• TASK INSTRUCTIONS
Lines from the one containing "The component shall locate the smiling woman" to the end of the records, both ends included and exactly as written, are the whole answer, and no pictures go in it.

• RECORD EXTRACTS
--*--
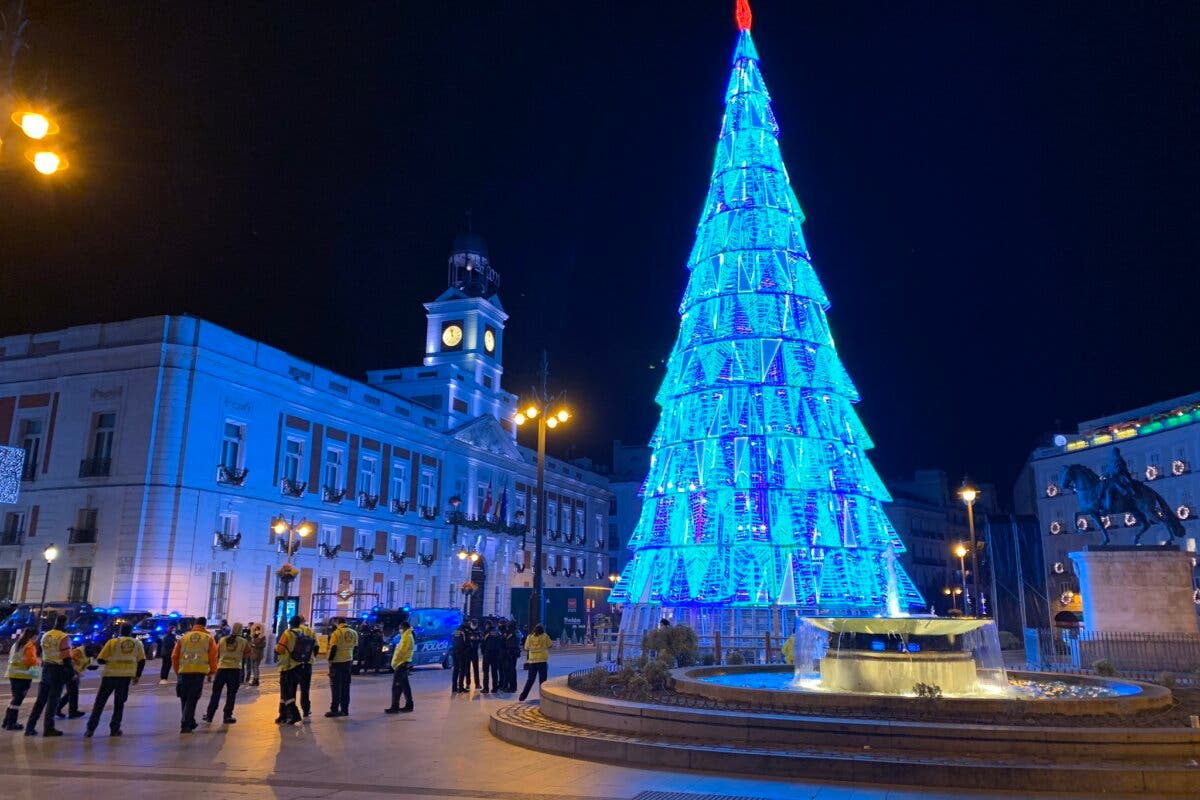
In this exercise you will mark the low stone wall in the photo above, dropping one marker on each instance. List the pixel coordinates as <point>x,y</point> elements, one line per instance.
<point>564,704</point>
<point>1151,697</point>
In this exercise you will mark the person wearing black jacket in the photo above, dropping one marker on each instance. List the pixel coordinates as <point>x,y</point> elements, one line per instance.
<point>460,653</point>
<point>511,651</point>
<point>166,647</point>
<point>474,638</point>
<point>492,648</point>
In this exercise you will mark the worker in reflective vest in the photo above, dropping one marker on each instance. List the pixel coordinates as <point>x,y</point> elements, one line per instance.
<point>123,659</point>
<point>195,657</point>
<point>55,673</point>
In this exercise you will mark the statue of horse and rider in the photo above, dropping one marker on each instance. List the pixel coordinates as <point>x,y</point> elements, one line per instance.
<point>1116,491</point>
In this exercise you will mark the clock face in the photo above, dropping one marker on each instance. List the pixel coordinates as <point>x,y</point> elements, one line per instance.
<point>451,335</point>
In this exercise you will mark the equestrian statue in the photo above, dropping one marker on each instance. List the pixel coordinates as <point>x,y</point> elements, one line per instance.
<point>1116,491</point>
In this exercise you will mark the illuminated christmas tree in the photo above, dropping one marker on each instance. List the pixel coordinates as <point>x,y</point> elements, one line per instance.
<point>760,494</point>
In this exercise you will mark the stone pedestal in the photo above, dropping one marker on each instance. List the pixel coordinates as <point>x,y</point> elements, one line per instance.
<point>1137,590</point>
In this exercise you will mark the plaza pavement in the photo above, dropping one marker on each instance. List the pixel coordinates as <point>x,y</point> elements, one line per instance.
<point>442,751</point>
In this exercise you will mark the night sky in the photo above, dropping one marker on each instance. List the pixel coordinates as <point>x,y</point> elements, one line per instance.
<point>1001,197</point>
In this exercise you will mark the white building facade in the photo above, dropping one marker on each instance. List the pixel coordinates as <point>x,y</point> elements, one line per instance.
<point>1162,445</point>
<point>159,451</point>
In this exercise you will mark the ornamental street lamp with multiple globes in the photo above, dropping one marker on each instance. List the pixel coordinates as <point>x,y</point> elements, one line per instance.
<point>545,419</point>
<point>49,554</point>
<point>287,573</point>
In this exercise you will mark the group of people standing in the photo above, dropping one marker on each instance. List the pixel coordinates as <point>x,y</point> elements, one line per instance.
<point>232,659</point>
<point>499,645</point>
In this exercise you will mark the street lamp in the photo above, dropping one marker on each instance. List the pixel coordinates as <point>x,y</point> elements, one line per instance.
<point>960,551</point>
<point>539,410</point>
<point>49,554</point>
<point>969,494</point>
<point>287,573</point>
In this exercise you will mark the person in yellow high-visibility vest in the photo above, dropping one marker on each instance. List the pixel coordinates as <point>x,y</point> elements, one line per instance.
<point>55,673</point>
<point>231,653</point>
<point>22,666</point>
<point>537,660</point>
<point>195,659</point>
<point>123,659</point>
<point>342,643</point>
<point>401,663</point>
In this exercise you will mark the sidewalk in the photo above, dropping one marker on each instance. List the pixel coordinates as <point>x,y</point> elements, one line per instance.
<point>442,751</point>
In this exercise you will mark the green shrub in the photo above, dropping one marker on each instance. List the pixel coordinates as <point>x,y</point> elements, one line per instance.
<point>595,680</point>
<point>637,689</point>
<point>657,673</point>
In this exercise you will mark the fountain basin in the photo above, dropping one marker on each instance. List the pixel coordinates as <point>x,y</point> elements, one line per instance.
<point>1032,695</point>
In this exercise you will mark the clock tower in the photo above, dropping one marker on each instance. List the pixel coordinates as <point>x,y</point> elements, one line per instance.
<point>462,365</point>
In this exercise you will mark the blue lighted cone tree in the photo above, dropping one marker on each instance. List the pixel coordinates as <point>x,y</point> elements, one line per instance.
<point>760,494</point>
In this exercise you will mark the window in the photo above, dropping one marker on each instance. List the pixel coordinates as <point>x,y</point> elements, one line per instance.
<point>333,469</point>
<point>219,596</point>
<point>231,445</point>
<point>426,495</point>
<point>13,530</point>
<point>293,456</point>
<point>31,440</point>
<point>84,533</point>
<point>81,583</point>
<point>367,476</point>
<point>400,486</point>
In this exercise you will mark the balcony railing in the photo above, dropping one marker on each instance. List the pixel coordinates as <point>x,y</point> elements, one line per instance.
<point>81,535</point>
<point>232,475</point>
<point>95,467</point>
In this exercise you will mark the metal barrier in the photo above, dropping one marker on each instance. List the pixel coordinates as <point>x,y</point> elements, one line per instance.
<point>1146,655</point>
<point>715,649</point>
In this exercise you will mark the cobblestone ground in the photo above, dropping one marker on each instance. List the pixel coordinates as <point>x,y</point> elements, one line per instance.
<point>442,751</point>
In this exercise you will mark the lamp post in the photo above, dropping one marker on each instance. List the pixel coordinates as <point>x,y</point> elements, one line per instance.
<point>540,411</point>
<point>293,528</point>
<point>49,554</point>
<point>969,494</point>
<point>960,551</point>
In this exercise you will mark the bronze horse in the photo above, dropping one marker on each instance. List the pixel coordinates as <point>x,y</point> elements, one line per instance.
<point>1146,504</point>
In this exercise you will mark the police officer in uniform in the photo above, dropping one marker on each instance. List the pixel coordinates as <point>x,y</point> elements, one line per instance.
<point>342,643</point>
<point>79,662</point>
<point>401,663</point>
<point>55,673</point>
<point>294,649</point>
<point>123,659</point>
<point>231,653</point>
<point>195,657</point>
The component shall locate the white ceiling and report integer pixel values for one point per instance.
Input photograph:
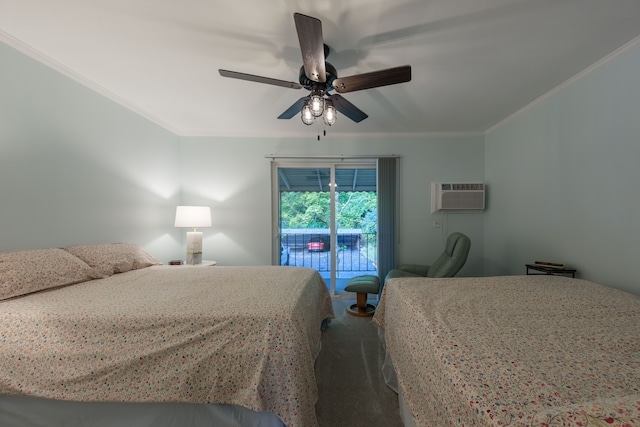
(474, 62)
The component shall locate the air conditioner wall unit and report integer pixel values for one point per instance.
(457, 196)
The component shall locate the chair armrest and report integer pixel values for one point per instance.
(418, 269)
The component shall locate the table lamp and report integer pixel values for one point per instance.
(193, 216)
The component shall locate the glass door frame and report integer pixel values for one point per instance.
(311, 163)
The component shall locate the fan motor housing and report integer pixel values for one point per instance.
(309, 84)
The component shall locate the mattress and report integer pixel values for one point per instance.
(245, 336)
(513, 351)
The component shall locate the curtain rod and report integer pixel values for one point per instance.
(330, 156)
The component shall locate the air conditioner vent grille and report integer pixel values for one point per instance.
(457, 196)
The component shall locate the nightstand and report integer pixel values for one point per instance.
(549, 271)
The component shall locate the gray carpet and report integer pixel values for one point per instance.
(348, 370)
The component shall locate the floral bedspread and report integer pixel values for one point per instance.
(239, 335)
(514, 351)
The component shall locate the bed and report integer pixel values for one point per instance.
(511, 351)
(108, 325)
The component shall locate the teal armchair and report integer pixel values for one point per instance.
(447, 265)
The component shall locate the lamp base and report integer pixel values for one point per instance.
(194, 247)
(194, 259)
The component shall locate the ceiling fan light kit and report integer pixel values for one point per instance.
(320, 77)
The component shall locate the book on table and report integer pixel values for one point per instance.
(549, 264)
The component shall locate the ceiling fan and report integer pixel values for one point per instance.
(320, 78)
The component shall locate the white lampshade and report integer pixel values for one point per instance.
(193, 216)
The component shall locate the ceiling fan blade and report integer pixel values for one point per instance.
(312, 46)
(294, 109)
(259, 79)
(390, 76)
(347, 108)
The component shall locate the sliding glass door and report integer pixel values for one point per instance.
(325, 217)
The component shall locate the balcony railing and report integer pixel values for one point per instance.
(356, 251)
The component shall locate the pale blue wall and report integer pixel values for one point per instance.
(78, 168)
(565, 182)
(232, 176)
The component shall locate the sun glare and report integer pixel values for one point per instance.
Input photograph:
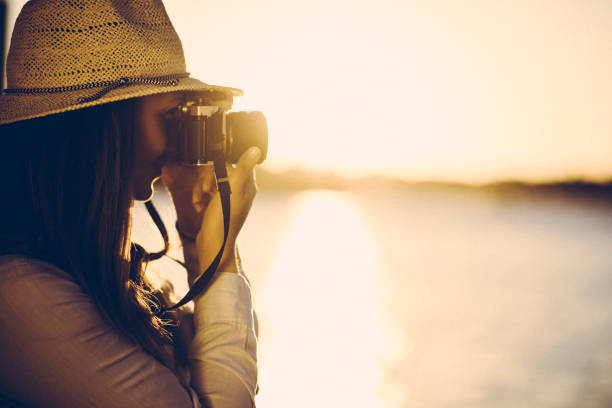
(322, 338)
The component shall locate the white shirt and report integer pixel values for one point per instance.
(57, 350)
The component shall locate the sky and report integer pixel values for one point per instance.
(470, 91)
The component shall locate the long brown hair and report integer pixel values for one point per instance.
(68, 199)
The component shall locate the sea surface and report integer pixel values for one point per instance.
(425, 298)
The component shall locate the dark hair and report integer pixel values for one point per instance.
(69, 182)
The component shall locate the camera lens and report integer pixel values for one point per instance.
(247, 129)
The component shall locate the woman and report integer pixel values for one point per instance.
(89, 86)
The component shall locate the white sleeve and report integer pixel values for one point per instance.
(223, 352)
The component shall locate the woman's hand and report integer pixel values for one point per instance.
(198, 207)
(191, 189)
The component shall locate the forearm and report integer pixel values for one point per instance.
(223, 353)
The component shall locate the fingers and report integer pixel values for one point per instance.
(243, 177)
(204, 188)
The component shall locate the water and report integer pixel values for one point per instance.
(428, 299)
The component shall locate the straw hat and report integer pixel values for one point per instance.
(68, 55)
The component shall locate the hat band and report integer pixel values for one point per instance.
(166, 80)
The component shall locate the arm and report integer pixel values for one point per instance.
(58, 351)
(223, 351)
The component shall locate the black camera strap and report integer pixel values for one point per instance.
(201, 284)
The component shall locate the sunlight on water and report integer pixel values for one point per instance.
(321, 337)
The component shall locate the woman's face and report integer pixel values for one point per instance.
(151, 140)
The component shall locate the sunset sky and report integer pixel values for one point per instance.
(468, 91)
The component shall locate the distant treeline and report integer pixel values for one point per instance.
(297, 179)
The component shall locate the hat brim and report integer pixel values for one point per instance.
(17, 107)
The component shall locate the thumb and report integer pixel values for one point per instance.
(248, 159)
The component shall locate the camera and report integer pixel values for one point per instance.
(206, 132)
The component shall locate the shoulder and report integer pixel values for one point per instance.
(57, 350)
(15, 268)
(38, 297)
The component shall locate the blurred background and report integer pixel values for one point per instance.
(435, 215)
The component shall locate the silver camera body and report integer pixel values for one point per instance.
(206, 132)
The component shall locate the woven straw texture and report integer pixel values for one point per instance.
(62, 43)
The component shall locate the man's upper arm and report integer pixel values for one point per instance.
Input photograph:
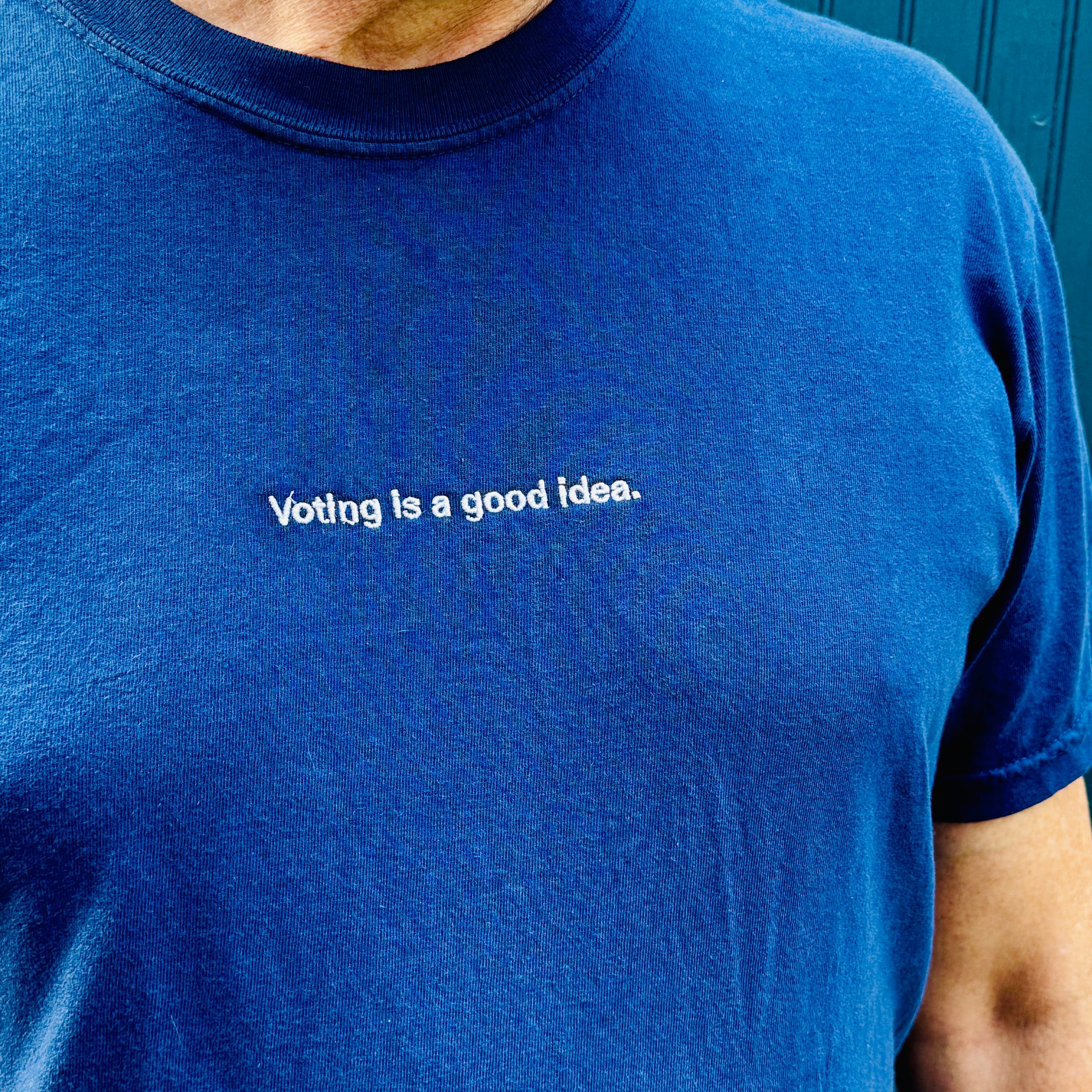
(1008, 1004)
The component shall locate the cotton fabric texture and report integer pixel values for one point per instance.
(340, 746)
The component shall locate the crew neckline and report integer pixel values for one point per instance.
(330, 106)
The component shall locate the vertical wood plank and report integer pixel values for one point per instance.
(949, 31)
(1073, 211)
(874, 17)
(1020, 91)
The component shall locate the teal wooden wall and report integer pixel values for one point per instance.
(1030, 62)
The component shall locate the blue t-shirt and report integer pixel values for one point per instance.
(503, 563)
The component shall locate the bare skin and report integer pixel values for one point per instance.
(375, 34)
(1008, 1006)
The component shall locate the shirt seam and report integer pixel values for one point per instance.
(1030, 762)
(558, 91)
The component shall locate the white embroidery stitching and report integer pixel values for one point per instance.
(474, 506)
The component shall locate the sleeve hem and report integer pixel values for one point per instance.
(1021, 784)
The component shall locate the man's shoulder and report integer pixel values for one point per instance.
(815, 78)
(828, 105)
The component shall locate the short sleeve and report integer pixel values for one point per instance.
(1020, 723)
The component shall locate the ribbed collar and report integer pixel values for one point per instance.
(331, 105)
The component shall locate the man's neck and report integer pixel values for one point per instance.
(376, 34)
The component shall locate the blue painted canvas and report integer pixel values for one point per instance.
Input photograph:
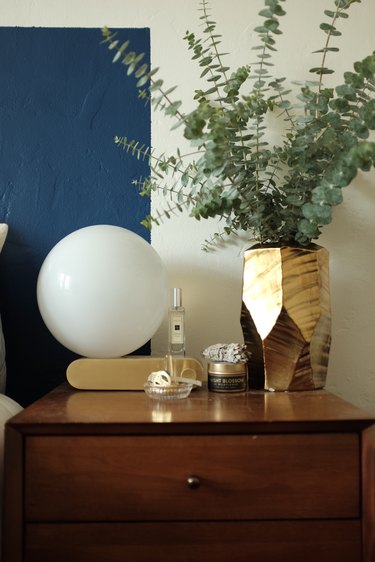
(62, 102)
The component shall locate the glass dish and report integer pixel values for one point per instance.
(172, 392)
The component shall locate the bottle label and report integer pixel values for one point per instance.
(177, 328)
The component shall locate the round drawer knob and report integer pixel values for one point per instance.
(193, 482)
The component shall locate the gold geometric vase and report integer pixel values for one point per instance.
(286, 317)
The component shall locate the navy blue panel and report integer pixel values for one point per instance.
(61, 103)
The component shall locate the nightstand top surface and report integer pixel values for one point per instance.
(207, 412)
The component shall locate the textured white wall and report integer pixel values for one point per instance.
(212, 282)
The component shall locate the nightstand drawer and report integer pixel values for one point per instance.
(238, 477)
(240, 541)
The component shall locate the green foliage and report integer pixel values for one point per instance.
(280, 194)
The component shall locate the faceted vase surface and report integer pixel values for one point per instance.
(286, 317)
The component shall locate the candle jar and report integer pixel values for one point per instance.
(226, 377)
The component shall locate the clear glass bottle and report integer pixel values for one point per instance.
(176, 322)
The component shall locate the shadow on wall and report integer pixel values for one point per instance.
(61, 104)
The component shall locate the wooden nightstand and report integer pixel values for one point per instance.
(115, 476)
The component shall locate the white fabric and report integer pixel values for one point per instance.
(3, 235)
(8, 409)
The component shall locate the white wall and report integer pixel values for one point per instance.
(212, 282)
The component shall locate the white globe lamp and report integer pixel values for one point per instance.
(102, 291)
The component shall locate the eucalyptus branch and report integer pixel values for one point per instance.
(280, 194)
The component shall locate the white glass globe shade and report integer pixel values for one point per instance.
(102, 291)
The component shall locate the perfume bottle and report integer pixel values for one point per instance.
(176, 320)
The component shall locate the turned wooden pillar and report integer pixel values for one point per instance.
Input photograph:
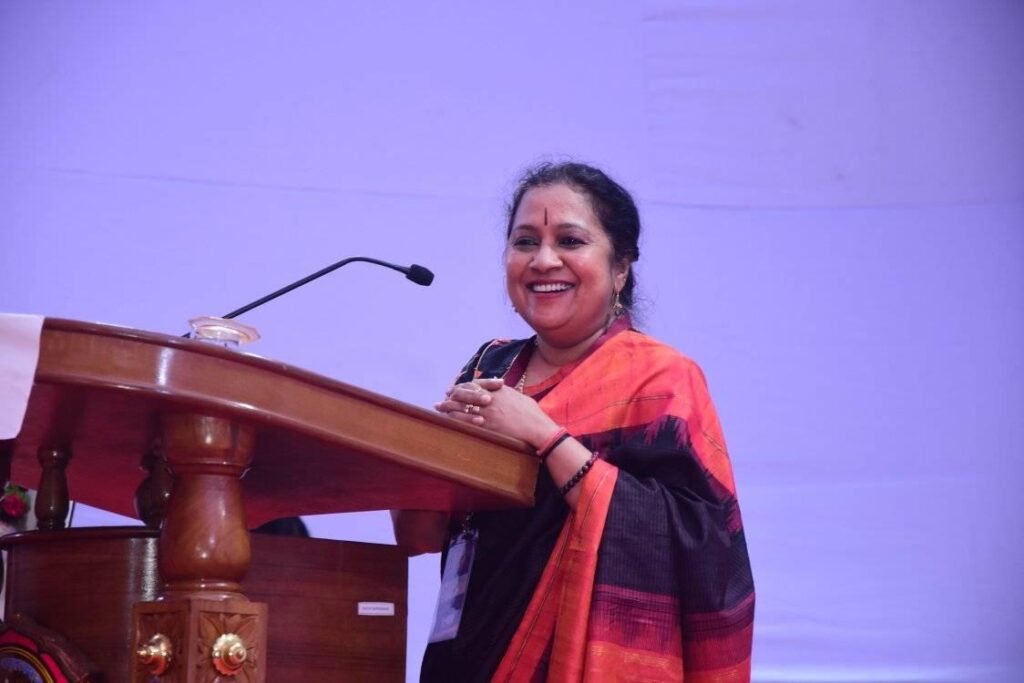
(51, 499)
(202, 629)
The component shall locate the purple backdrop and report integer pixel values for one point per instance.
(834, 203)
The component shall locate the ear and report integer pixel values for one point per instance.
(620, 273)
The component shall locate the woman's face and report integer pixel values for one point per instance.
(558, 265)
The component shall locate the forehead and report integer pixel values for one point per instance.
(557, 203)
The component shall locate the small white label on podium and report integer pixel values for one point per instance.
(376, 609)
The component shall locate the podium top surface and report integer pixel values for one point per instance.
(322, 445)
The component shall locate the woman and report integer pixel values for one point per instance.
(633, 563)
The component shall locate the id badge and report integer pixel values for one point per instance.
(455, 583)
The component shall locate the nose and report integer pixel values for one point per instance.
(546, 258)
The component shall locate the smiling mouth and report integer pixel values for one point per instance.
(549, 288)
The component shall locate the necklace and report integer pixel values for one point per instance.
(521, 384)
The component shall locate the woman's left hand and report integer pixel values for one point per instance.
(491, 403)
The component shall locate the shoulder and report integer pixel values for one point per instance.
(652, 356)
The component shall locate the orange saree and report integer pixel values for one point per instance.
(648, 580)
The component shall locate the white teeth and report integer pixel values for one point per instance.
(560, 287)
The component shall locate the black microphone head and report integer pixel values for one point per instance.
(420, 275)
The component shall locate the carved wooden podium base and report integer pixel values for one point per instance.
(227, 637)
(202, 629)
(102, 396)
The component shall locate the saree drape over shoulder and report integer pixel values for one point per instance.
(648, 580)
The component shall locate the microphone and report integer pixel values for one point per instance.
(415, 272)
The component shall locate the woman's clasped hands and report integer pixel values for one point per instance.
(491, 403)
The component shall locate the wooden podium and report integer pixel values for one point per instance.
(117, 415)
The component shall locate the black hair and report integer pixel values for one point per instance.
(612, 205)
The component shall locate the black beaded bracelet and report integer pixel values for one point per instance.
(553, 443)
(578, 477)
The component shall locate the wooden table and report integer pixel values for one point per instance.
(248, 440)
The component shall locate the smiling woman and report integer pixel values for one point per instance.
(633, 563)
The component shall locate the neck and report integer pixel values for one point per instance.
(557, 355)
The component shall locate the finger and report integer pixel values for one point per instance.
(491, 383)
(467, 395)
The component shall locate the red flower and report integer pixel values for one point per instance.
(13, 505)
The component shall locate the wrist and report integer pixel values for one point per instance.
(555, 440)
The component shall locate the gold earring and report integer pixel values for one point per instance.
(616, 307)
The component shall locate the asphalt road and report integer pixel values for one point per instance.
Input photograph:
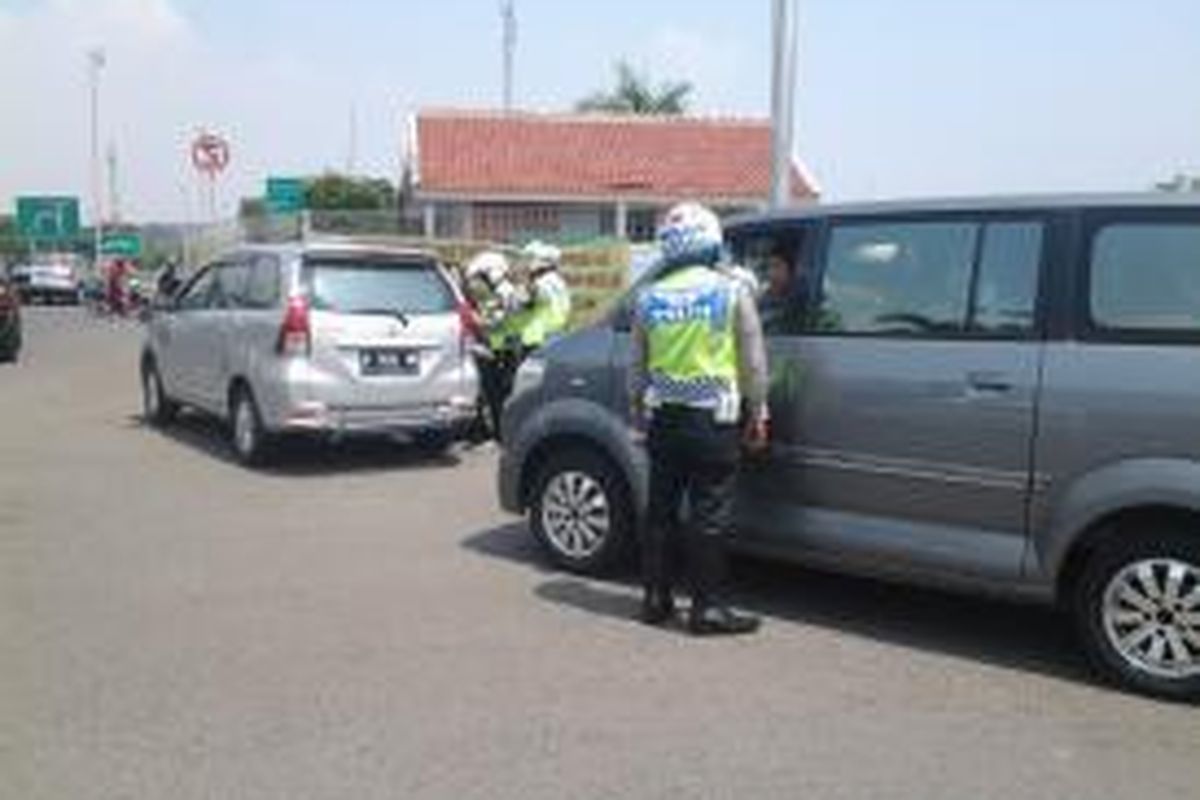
--*--
• FINAL ANSWER
The component shall locate the smiling woman and report integer pixel values for one point per instance.
(633, 563)
The component shall locate the neck and report integer pixel values for one point per instance.
(557, 355)
The component shall locate the finger and report integer pixel values for one point per instance.
(491, 383)
(467, 395)
The component shall locate the red flower and report integer pixel values for one point per instance.
(13, 505)
The component shall locate the wrist and report integer pixel values for one point per instance.
(555, 440)
The component shall locate the gold earring and report integer pixel values for one point per instance.
(616, 307)
The component shall locate the asphalt road and report integer pixel values for one point per instance.
Input photograph:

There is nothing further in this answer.